Directions for this task:
As you print the data below, keep every line exactly as it is and leave the images behind.
----- Input for this task
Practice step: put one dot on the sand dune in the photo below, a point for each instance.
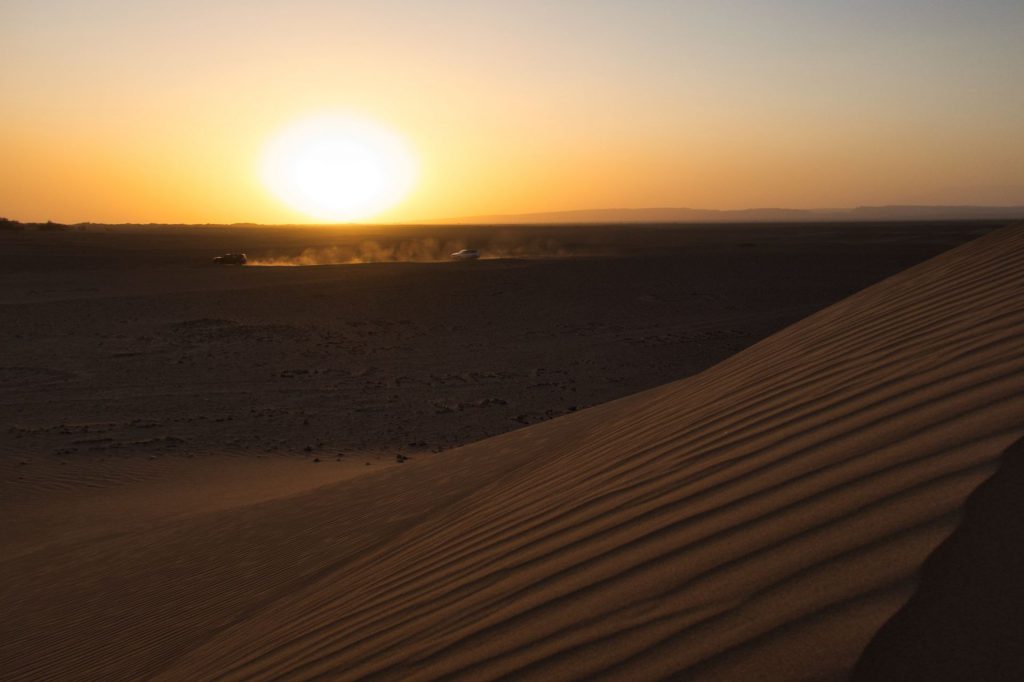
(760, 520)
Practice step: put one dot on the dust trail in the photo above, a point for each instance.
(425, 250)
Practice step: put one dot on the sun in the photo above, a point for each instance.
(336, 168)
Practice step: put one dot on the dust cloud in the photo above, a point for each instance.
(425, 250)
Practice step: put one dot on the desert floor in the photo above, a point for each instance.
(292, 470)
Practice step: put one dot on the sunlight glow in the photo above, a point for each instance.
(338, 168)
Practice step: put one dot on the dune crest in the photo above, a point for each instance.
(760, 520)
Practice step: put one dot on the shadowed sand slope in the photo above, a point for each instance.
(760, 520)
(964, 623)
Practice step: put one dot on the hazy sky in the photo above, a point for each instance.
(135, 111)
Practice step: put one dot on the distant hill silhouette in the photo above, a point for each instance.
(674, 215)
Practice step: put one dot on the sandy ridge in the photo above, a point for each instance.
(707, 526)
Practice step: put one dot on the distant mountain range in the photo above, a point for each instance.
(590, 216)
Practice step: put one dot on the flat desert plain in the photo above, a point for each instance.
(631, 452)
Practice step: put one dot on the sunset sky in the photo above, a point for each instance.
(139, 112)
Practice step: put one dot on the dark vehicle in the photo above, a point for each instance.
(231, 259)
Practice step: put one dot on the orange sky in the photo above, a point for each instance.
(129, 112)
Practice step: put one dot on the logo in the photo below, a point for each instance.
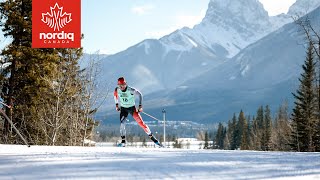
(56, 24)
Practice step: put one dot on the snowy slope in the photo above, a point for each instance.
(44, 162)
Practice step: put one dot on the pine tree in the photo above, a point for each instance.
(268, 127)
(22, 86)
(206, 140)
(281, 130)
(235, 133)
(42, 85)
(305, 111)
(220, 136)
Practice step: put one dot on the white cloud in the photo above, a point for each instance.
(141, 10)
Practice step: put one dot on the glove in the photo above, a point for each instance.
(117, 107)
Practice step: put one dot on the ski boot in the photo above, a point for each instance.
(155, 141)
(123, 142)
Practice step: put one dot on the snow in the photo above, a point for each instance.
(57, 162)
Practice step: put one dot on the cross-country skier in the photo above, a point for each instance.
(124, 97)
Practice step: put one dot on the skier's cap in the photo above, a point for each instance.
(121, 81)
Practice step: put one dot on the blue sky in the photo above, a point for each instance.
(113, 26)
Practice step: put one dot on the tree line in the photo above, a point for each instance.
(48, 97)
(298, 131)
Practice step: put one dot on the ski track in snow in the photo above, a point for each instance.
(58, 162)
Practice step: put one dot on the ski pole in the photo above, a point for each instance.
(151, 116)
(5, 104)
(8, 119)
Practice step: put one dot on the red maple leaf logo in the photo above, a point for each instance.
(56, 19)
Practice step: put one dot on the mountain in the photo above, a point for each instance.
(175, 70)
(264, 73)
(154, 65)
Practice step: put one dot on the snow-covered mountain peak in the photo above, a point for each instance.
(302, 7)
(248, 11)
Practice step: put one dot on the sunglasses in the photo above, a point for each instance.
(122, 85)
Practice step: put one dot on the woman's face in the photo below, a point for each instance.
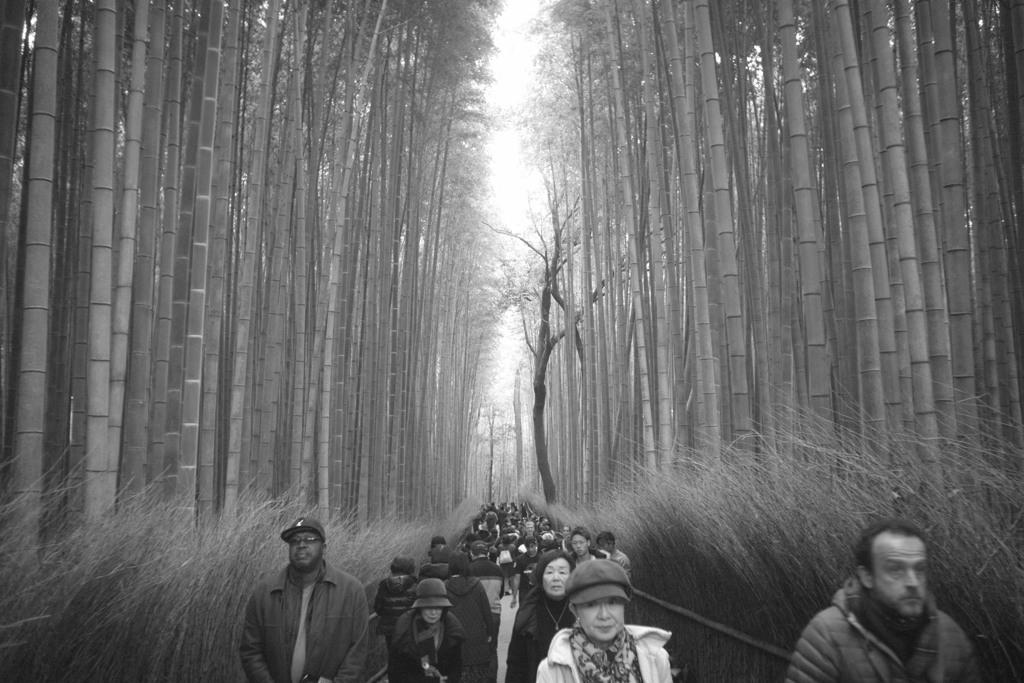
(555, 575)
(601, 620)
(581, 546)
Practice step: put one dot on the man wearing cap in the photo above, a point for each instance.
(601, 646)
(494, 583)
(307, 622)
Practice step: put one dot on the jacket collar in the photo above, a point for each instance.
(281, 581)
(646, 637)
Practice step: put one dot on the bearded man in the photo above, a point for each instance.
(883, 624)
(307, 622)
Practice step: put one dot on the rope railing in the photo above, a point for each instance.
(715, 626)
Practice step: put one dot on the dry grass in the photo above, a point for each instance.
(761, 542)
(145, 595)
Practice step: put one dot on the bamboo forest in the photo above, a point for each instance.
(250, 249)
(726, 281)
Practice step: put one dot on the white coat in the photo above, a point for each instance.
(560, 668)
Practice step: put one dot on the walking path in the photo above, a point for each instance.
(505, 634)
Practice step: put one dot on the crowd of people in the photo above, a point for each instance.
(306, 624)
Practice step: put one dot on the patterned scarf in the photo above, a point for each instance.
(619, 664)
(292, 606)
(428, 638)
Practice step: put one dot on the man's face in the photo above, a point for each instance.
(581, 545)
(431, 614)
(305, 551)
(897, 578)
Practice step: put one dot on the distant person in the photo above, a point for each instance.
(472, 607)
(306, 622)
(437, 559)
(606, 543)
(601, 646)
(427, 645)
(395, 596)
(883, 624)
(549, 542)
(543, 612)
(522, 573)
(494, 583)
(580, 544)
(506, 559)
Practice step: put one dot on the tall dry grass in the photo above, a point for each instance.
(146, 595)
(761, 543)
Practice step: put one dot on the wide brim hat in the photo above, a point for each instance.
(594, 580)
(431, 593)
(304, 524)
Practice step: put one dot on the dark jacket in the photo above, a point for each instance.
(436, 566)
(336, 630)
(395, 596)
(471, 606)
(493, 579)
(403, 662)
(527, 647)
(836, 647)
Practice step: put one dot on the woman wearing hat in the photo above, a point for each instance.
(427, 644)
(543, 612)
(601, 648)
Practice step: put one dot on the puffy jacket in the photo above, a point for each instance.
(403, 663)
(395, 596)
(560, 668)
(336, 630)
(471, 607)
(837, 648)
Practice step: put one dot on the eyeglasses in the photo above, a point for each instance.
(303, 540)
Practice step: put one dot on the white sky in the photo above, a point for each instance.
(511, 179)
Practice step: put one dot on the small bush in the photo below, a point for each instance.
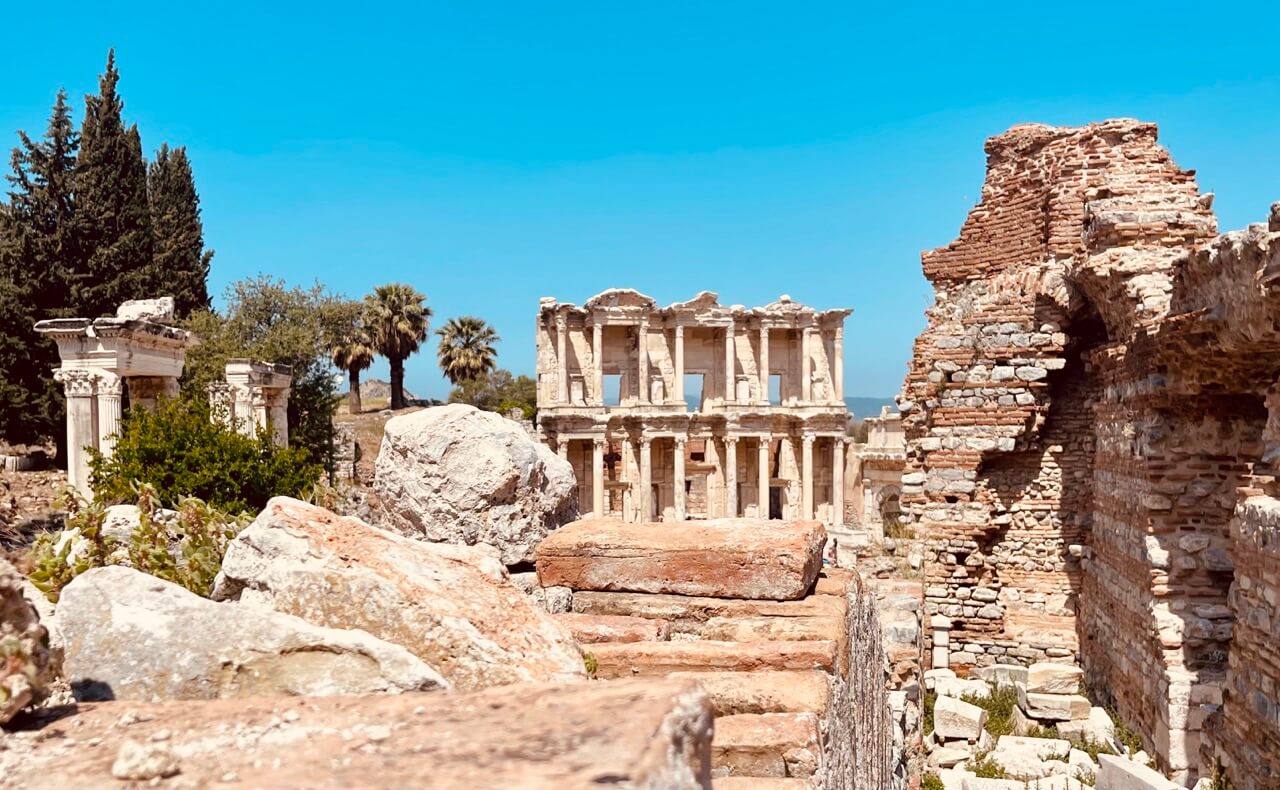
----------
Solution for this exercise:
Practice step: put one dot on the sand dune in the photo below, a point for each instance.
(760, 520)
Practice step: put one dot on the dust trail in the photo above, a point for each instance.
(425, 250)
Practice step: put one dot on the sun in the photo above, a point for each instance.
(336, 168)
Practice step: put one dot on the dust cloud in the photo above, a point for each instance.
(425, 250)
Practice step: put one dot on the desert floor in the photo above, a point for each instance.
(292, 470)
Practice step: put one dot on the sunlight glow in the photo above, a point for each instance.
(338, 168)
Practice step: put one dot on the dune crest in the photo above, a point for each instance.
(760, 520)
Practice step: put one dot on the shadowed sand slope in the photo above, a point for each instance.
(760, 520)
(964, 623)
Practice step: put one dot on the hazy sky in the photo above, a point for each instance.
(135, 111)
Practice step: put one dot on the distant hill silhouette in the photo above, a point for each instance.
(674, 215)
Practice step: put one dot on the sandy ridge in the photo above, a point for each instance.
(707, 526)
Practice step: put one dot on the distant mountain range in the photo above, a point for each instance.
(590, 216)
Practice step: put one dot on the flat desert plain in the photo above, a point for each instance.
(631, 452)
Practice step: put one dot on the sunset sky in the photo above, a point for each instance.
(139, 112)
Practice step: put one dot on the dark vehicle in the photo above, a point for each instance.
(231, 259)
Practice step: put one dot on the orange sky in the photo above, a point for each instance.
(129, 112)
Practice step: put one dot on the logo in the photo below, a point for each instance.
(56, 24)
Practice step: put one dot on the snowy slope in the photo above, a point for each instance.
(44, 162)
Practice step: put one dot on the pine tree in the photo above, a point for each instance.
(268, 127)
(22, 86)
(206, 140)
(281, 130)
(235, 133)
(42, 85)
(305, 111)
(220, 136)
Practice step: put one dot on the white cloud in the photo above, a point for each instance.
(141, 10)
Practice step: put one dot on the glove in the photo above, a point for each instance.
(117, 107)
Practice step: put one dot on the ski boot in the photo above, a point for each instance.
(155, 141)
(123, 142)
Practice step: put one dot on the snow in the photo above, a point for each instance.
(57, 162)
Practice step: put one dot on the cross-country skier in the photo above, a point for each instance.
(124, 97)
Practice step: put one dot on the skier's cap in the photo above, a point for each instance.
(121, 81)
Practice step: put one dot on the blue sky in the photo above, a point for each instance.
(113, 26)
Practice step: put one dot on the tree line in the photo above, a point for each instance.
(48, 97)
(298, 131)
Practice step: put one dot on the ski track in snow in the photo above, a point for each instance.
(58, 162)
Practice step: put one dot on the ski pole in the photo above, a point for each instance.
(151, 116)
(5, 104)
(8, 119)
Practice step: put one dot on the red maple leaf logo in the photo above, a point for each instance.
(56, 19)
Practice step: put one dot on the mountain in the photo above, a point for each instance.
(175, 70)
(264, 73)
(154, 65)
Practice step: put one dot on the snow-covered mountain peak in the photo above, a point for each instance.
(302, 7)
(248, 11)
Practice step: put one dot on the sunglasses in the photo above, a point for each instance.
(122, 85)
Practice step: put one dot on the woman's face in the photo below, a point for each instance.
(555, 575)
(601, 620)
(581, 546)
Practice step: put one dot on the man wearing cap in the photo above, a point for each instance.
(601, 646)
(494, 583)
(307, 622)
Practice step: put one dot on the jacket collar in the photo above, a point for each instance.
(281, 581)
(646, 637)
Practice step: put one dot on the bearded man in the photo above, a point for each instance.
(883, 624)
(307, 622)
Practice step: put one dot on the rope railing in the photo above, a point for each instance.
(715, 626)
Practice step: put one dot on the dry grass in the photo above, a point for each instance.
(761, 542)
(145, 595)
Practice step: put one dot on the bamboo forest in the photo above, a point for each instance.
(250, 249)
(726, 281)
Practice step: put one dot on the white coat in the photo above, a point for each instance.
(560, 668)
Practice step: put one dot on the walking path in the photo above, a point for each instance.
(505, 634)
Practice step: put one dot on the crowd of people in the photo above, a point for each instance.
(306, 624)
Practice step: put one dot on the patterned scarf in the photo above, a point for each instance.
(619, 664)
(292, 606)
(428, 638)
Practice step: put one dot on the man's face in the photo above, a point for each instance.
(581, 545)
(431, 614)
(305, 551)
(897, 578)
Practice step: put one dot on the distant person in the photo above, a point for each instance.
(472, 607)
(306, 622)
(437, 559)
(606, 543)
(601, 646)
(427, 645)
(395, 596)
(883, 624)
(549, 542)
(543, 612)
(522, 573)
(494, 583)
(580, 544)
(506, 559)
Practice step: put one dot on the tall dry grass in the photo above, a point for each instance.
(146, 595)
(761, 543)
Practice step: put one dot on the wide brim hat in the photo above, a point for each instance.
(594, 580)
(431, 593)
(304, 524)
Practice step: put one dot on the dark jacket in the photo above, a point for each instance.
(436, 566)
(336, 630)
(395, 596)
(471, 606)
(493, 579)
(403, 662)
(527, 647)
(836, 647)
Practice step: put one dot on the woman wearing hat in the photo above, a point for each instance.
(427, 644)
(543, 612)
(601, 648)
Practice step: put one dot on the puffy jacket in the photo above, a point for each instance.
(403, 663)
(395, 596)
(560, 668)
(336, 630)
(471, 607)
(837, 648)
Practice step: put one dot on the eyeglasses in the photo above, a point for each instance.
(303, 540)
Practice step: put one dot on the white sky in the photo above, a point for each instance.
(511, 179)
Practice step: put one dot on the small bush in the photo below, a point for each instance.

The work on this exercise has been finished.